• _EXERCISE DIRECTIONS_
Give back exactly the line that contains "Objective — one dot per instance of the woman in" and all the lines after it in the records below, to the very last, with no other output.

(Stored data entries)
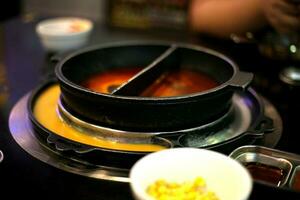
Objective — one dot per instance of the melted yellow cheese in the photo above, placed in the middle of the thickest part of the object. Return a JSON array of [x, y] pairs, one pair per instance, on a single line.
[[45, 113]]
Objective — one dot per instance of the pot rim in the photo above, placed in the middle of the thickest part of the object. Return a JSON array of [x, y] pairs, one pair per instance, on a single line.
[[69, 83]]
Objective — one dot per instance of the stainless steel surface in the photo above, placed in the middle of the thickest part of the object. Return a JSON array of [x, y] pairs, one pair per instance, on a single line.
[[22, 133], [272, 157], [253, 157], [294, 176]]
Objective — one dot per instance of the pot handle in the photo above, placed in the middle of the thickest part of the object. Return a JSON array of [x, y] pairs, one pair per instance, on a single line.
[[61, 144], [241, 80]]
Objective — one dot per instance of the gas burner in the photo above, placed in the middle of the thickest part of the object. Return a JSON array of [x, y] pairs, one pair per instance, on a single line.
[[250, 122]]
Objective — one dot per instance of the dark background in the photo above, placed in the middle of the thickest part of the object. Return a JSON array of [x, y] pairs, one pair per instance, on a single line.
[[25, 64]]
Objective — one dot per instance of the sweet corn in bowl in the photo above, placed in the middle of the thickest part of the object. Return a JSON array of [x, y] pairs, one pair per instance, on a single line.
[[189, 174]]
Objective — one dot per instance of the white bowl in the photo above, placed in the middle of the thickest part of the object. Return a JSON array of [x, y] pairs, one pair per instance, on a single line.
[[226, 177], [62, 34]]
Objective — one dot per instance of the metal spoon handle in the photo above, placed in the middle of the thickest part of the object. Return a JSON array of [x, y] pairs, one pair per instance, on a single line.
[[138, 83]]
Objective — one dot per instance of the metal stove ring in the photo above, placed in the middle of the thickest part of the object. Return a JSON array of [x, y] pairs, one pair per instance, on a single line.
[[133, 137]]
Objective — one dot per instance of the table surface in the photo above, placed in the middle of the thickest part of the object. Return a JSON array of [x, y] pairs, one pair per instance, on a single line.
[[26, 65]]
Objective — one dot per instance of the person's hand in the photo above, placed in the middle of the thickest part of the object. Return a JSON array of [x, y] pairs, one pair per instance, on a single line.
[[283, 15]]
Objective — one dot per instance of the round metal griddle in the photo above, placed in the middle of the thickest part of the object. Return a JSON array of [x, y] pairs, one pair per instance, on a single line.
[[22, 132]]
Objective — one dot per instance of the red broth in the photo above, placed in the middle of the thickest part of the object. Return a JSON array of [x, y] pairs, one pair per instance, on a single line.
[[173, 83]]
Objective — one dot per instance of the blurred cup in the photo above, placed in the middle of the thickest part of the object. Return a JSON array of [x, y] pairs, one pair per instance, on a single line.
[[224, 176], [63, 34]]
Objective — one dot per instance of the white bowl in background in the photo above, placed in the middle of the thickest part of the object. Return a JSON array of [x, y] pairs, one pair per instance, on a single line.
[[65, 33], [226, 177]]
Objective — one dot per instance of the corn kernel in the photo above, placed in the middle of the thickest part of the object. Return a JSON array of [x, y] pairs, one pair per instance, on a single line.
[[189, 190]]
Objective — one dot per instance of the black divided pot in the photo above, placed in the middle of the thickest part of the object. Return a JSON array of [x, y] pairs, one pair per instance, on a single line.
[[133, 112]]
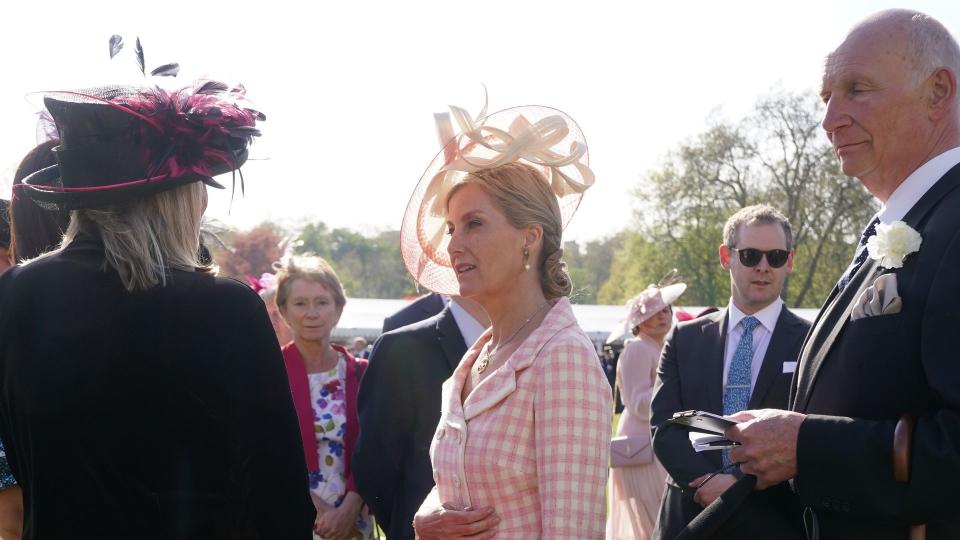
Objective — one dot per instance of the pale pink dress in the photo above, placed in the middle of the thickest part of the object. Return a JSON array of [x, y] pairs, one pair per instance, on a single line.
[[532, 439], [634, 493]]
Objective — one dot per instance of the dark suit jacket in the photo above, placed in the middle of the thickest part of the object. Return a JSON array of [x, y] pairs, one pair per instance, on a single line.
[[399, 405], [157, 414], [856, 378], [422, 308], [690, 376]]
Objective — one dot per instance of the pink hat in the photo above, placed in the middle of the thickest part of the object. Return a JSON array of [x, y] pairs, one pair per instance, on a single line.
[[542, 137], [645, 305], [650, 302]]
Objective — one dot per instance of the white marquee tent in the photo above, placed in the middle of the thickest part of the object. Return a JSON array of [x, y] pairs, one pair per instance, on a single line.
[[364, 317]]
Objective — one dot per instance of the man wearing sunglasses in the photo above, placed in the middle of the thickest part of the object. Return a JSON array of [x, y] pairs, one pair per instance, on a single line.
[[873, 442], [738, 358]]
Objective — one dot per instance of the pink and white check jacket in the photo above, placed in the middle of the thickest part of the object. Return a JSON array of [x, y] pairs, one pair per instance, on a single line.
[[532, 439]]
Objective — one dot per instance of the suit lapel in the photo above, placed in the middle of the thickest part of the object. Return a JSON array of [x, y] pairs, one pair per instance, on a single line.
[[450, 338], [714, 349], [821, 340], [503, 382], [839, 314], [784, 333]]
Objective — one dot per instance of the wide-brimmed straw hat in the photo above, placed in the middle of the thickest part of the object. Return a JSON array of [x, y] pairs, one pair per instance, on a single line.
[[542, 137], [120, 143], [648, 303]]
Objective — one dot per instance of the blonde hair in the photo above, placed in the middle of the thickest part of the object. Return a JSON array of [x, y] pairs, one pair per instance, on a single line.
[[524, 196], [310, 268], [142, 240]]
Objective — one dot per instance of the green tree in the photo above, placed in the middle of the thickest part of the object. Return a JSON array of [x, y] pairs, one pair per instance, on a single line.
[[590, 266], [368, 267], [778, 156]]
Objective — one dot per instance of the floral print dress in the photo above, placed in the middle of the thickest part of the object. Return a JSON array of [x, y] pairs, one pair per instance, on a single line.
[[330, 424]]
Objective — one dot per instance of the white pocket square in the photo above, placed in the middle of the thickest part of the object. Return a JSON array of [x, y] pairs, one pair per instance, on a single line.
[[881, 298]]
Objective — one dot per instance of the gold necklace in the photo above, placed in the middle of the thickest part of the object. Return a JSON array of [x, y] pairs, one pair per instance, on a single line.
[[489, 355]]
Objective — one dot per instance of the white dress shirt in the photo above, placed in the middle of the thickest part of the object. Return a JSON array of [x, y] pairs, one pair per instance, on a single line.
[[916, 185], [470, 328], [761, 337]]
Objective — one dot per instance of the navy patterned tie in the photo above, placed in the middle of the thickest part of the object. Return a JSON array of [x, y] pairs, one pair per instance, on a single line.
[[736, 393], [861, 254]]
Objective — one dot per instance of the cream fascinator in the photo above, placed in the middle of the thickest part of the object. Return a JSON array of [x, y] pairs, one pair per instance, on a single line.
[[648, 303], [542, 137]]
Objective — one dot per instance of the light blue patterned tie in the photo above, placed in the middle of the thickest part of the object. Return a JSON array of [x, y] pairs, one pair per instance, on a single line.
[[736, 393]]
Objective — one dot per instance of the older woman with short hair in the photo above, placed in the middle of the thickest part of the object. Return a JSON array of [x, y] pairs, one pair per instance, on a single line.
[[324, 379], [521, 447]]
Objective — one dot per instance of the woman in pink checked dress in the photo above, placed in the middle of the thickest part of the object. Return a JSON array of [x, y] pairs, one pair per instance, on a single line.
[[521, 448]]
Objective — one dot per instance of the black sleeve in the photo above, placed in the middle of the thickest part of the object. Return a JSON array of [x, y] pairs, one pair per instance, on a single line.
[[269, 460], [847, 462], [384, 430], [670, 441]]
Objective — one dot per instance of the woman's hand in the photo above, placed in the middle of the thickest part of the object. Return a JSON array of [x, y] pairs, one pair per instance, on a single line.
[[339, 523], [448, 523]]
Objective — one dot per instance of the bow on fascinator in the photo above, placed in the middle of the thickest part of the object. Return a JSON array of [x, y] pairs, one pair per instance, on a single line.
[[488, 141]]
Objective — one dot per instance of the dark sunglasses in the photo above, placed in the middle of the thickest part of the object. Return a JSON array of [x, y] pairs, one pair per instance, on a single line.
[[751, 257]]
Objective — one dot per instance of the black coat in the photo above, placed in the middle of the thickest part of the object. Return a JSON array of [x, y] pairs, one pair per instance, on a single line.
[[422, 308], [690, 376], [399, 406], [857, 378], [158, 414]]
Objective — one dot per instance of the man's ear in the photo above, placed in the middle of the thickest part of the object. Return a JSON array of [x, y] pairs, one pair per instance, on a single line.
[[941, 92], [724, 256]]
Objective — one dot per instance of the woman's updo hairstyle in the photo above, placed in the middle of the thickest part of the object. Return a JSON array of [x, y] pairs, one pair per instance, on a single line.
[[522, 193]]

• _THE ANSWER_
Objective — one dot per instance of the woman in pink checked dress in the photo above, placed in the middle of the thickest part of the object. Return a JSON array of [x, y] pairs, one pair per instance, on a single line.
[[521, 448]]
Objective — one dot per instance of the black sleeve in the photo above, placed in the middle of the thickest part of the object. Return a JSON array of [x, y] pairs, one pair per instance, on a single line.
[[269, 460], [847, 462], [384, 430], [670, 441]]
Objective — one dot per instance of the woman's hand in the photo above, placed in the middle of the thickest part of the object. Return a JSON array of [x, y] pairs, one pair per instance, on a single line.
[[339, 523], [448, 523]]
Objective — one dot per instance of the bow on fascinator in the photo above, placed in the middle of the thickest part of the object. Return a JSON array of [x, y] pairs, one pair per instance, on a single line.
[[488, 141]]
Objective — one dot per instance of the dark sunglasses in the photo above, placed in the middle of the thickest part of the object. Return a JSON array of [x, y] pairs, one pair per instance, on a single line.
[[751, 257]]
Objective — one dot per instance of the black coat in the photo above, placed in the middle of the thickest part of the object. Return a JSON array of [x, y] pairs, one pair per instance, on a single line.
[[422, 308], [690, 376], [399, 406], [857, 378], [158, 414]]
Objective — one dot per instance of the man's ear in the photo above, placed in the middle of the thickest part of the object. Return a JSON array of [x, y] pairs, one pair per instance, on a single line.
[[941, 92], [724, 256]]
Objective — one dot per instance of the woman's updo hairstyle in the photo above, placed in the middle of the thickest part of the object. Return a JSON array of [x, y] pairs, one pair per instance, on a single line.
[[522, 193]]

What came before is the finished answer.